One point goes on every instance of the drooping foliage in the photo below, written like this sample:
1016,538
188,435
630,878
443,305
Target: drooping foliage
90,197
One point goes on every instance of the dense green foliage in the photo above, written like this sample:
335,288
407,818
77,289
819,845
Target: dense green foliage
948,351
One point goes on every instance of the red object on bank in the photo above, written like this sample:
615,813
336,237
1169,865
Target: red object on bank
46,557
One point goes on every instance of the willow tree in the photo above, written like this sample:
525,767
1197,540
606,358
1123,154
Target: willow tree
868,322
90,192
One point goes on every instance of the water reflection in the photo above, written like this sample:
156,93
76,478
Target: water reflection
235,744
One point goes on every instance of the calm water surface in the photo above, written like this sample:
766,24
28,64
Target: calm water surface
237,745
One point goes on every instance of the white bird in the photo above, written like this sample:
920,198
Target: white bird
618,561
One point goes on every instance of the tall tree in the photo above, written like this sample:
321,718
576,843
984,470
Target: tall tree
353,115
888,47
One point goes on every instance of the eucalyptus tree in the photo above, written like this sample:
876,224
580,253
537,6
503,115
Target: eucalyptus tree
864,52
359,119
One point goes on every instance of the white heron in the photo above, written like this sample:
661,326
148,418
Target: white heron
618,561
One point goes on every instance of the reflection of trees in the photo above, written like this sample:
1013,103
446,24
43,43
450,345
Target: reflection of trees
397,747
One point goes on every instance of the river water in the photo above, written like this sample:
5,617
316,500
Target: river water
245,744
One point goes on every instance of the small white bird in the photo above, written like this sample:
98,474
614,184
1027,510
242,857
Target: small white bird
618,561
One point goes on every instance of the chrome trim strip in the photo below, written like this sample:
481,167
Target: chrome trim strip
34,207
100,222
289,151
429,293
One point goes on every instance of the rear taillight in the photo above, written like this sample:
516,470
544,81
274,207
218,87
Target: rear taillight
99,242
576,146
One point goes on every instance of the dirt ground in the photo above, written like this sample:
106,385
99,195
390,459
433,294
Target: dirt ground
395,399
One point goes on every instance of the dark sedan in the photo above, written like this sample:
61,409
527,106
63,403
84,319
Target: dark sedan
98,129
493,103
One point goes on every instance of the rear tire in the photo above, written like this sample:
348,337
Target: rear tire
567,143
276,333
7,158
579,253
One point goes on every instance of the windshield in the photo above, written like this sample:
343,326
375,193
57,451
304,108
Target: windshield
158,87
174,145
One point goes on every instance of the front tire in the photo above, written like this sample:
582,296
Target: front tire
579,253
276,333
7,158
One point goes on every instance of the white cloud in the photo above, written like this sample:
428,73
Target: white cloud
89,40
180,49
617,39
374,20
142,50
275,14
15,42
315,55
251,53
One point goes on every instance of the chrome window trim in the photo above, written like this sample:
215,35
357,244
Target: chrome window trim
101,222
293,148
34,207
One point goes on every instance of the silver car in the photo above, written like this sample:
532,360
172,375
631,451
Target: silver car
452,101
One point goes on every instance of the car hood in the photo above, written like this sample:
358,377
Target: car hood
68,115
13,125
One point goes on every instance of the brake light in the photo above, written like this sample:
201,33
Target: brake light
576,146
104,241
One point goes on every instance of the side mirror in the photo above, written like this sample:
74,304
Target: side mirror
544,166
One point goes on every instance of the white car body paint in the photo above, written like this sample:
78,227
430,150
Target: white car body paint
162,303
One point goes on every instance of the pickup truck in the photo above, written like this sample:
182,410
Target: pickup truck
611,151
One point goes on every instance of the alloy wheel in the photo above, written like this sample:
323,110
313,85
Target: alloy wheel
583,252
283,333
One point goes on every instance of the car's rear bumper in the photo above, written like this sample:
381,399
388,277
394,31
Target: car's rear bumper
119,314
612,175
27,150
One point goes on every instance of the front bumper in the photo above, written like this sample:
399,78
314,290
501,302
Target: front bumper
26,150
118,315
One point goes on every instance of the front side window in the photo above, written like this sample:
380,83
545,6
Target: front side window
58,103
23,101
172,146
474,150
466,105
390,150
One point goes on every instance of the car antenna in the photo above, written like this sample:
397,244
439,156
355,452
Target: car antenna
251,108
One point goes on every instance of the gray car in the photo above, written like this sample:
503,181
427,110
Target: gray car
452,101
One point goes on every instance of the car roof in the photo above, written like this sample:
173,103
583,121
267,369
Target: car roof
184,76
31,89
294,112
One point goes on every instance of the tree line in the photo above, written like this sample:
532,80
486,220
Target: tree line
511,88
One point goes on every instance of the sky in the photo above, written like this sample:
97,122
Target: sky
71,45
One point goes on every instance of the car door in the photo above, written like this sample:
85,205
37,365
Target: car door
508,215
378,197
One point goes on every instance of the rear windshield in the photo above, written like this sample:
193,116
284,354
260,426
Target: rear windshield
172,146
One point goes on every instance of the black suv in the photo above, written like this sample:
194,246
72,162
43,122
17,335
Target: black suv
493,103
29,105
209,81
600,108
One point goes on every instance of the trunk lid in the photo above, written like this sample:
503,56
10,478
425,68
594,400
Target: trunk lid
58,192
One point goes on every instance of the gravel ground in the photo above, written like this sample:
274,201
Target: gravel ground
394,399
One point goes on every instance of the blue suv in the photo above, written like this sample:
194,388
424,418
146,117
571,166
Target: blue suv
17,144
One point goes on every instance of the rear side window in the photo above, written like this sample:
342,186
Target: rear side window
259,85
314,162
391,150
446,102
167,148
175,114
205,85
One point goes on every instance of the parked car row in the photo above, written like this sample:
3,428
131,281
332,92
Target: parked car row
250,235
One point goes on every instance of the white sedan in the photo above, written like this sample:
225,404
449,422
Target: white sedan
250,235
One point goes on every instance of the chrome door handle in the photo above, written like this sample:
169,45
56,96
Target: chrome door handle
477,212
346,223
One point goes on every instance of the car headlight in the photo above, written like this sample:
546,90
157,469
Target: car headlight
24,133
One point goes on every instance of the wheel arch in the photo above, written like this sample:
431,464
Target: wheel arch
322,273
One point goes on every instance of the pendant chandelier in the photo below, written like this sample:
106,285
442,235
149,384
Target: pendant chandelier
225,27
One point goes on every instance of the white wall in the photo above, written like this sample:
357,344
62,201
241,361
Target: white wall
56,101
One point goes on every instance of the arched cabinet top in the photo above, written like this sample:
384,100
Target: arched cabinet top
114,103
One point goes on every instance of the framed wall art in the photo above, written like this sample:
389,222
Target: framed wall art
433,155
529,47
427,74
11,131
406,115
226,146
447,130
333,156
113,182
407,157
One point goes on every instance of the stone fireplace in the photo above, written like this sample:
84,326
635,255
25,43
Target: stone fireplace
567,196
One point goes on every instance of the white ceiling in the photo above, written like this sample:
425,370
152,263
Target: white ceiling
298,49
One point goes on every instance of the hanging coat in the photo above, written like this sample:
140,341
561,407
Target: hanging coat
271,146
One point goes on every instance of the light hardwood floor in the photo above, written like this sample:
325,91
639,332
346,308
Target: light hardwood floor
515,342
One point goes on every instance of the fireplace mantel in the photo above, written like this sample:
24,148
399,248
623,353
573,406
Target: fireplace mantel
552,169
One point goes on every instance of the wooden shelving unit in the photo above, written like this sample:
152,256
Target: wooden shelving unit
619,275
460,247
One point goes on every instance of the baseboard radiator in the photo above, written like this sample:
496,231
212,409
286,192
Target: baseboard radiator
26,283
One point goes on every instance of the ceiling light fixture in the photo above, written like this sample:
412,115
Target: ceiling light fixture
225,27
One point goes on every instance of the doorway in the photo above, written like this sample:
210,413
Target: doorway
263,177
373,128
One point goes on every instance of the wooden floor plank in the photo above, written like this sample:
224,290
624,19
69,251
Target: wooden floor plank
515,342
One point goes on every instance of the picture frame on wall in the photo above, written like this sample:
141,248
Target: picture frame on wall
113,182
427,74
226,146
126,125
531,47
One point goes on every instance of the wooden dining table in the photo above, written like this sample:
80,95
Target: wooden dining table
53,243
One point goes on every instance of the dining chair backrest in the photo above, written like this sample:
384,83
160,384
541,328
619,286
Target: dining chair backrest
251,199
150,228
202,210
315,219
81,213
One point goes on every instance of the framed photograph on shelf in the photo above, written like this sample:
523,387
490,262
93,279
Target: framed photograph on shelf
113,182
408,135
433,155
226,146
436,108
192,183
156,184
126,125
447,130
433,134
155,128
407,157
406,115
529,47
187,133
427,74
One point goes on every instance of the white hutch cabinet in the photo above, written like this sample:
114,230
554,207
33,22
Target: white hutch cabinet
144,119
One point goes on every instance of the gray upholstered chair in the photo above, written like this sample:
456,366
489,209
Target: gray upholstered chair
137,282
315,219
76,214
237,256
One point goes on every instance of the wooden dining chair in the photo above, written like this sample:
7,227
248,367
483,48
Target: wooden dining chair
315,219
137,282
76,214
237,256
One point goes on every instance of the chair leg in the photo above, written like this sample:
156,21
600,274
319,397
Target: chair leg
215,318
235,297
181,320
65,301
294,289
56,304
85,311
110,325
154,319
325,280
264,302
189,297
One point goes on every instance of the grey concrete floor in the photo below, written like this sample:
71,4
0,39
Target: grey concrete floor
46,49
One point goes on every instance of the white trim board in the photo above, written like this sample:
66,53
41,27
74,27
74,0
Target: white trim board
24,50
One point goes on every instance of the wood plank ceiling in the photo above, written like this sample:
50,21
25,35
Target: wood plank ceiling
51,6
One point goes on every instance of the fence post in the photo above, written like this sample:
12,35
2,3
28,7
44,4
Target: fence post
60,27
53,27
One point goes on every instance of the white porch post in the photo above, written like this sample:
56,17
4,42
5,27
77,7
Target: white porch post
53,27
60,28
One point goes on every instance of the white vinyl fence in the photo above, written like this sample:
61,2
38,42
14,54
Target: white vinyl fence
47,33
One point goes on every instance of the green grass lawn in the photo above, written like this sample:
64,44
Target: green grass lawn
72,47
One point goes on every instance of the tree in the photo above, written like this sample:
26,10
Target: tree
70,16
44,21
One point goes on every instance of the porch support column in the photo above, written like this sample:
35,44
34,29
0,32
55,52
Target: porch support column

Job
For this exercise, please retype exactly the lines in the listing from the line with "One point goes on every instance of the wooden dining chair" through its last line, both ends included.

Output for this exercise
One point goes on every instance of the wooden dining chair in the photo above, written like this sample:
7,227
248,367
483,48
Target: wooden dining chair
315,219
137,282
76,214
237,256
One point goes on every instance of the chair leg in the photo above, written like this sample:
156,21
600,274
319,397
Target: chair leg
215,318
235,297
181,320
65,301
294,289
56,304
85,311
110,325
154,319
325,280
264,302
189,297
One point goes on every instance of the grey concrete floor in the photo below, written like this sample:
71,4
0,39
Target: grey concrete floor
46,49
One point goes on every instance of the white trim board in the photo above, written like this sample:
66,53
41,27
74,27
74,0
Target: white trim board
24,50
One point goes on every instance of the wood plank ceiling in the photo above, written like this sample:
50,21
25,35
Target: wood plank ceiling
51,6
One point goes on every instance of the fence post in the photo above, written like this sample:
12,35
2,3
28,7
44,4
Target: fence post
60,27
53,27
One point goes on every instance of the white porch post in the photo above, written like this sample:
56,17
4,42
5,27
77,7
Target: white porch post
53,27
60,28
One point goes on every instance of the white vinyl fence in the photo above, written like this sample:
61,2
38,42
14,54
Target: white vinyl fence
47,33
One point goes on every instance of the green grass lawn in the photo above, written like this sample:
64,44
Target: green grass lawn
72,47
One point goes on every instance of the tree in the photo above, written like this sample:
26,10
Target: tree
70,16
44,21
One point goes on every instance of the porch support column in the photo above, written like this sample:
35,44
34,29
0,32
55,52
Target: porch support column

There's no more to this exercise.